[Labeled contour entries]
----

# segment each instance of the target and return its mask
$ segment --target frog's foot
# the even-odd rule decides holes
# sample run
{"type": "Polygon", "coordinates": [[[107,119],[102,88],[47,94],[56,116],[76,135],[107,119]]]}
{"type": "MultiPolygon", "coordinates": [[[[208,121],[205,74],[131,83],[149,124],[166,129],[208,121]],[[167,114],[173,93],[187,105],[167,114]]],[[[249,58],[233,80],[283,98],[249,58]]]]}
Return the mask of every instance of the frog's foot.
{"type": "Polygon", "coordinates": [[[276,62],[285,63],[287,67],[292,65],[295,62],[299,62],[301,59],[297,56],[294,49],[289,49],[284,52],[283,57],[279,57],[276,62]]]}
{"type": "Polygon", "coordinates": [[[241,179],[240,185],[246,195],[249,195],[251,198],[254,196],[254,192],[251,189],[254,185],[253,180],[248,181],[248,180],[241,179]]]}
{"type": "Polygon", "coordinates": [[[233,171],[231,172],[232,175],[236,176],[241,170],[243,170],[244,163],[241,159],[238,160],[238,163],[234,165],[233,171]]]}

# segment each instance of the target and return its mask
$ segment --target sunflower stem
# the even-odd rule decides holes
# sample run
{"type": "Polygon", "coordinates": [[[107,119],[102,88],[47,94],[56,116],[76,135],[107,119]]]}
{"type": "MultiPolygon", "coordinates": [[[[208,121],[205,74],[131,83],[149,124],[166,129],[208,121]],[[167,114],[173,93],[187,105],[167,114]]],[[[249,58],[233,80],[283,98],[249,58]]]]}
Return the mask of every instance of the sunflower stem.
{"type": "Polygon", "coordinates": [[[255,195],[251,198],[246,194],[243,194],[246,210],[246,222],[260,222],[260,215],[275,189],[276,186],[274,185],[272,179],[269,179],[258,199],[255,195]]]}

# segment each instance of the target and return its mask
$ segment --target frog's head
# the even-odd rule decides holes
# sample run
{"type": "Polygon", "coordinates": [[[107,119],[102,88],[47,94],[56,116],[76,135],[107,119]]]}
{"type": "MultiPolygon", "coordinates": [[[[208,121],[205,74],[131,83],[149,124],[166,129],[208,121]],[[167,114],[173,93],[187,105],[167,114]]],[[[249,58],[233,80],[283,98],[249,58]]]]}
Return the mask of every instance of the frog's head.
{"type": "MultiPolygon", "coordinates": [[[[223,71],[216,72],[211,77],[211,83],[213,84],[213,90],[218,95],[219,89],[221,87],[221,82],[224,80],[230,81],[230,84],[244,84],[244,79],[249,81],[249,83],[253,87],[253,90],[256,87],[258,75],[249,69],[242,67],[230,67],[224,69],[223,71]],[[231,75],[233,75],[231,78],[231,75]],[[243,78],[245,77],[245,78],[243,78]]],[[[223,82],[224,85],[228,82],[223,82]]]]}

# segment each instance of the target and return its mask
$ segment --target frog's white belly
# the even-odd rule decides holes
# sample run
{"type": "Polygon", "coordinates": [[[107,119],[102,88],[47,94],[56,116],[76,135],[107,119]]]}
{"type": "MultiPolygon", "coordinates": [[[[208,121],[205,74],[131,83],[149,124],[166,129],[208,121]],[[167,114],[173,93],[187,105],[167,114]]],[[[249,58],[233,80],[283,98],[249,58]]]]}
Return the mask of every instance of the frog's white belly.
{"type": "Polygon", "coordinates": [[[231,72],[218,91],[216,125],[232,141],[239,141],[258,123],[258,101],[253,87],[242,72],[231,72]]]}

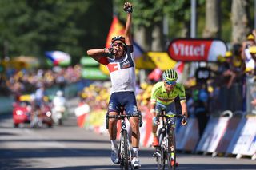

----

Exercise
Gather every line of the listing that contains the string "belly", and copy each such line in full.

Answer to this problem
$ segment --target frog's white belly
Return the mask of every instance of the frog's white belly.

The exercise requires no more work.